— Given passage —
____________________

Passport pique


  • Garbage Person

    Whenever I have to deal with the US passport application process I am reminded of the superior efficiency and customer service of the DMV.

    Look, I get that there's a problem with divorcées absconding to Japan with Junior, but the renewal process for minors under 16 is just ridiculous. We've already established that both parents consent to a passport, but no, renewals turning in a valid passport have to use the same heavyweight procedure as new issues.

    And it doesn't help that most post offices only take passport applications during school hours. One has to either hunt around for the few after-school appointments or take the unexcused absence and pull the kid from school. Because the kid has to be physically present.



  • Around here, even a new issue isn't a big deal (get the form, fill it, bring it back with proof of identiy, proof of residence and photos). I've never had a passport before 16, though (and never been the legal guardian of a minor needing a passport).


  • Discourse touched me in a no-no place

    @Greybeard said in Passport pique:

    I get that there's a problem with divorcées absconding to Japan with Junior

    Is it a big problem? Is it a problem that it is the passport office's duty to solve?



  • @dkf said in Passport pique:

    Is it a big problem? Is it a problem that it is the passport office's duty to solve?

    Possibly. It may be quite an efficient and effective obstacle to child abduction. Conceptually it doesn't sound unreasonable to enforce that all legal guardians consent to passport issue.

____________________

— Data excerpt —

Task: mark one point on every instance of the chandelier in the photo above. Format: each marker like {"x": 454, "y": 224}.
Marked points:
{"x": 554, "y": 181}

____________________

— Short task —
Answer these from the passport thread:
(a) For minors under what age does the first post call the renewal process ridiculous?
(b) During what hours do most post offices take passport applications, according to the first post?
(c) What does the final post say it doesn't sound unreasonable, conceptually, to enforce?

— Response to this task —
(a) Under 16.
(b) During school hours.
(c) That all legal guardians consent to passport issue.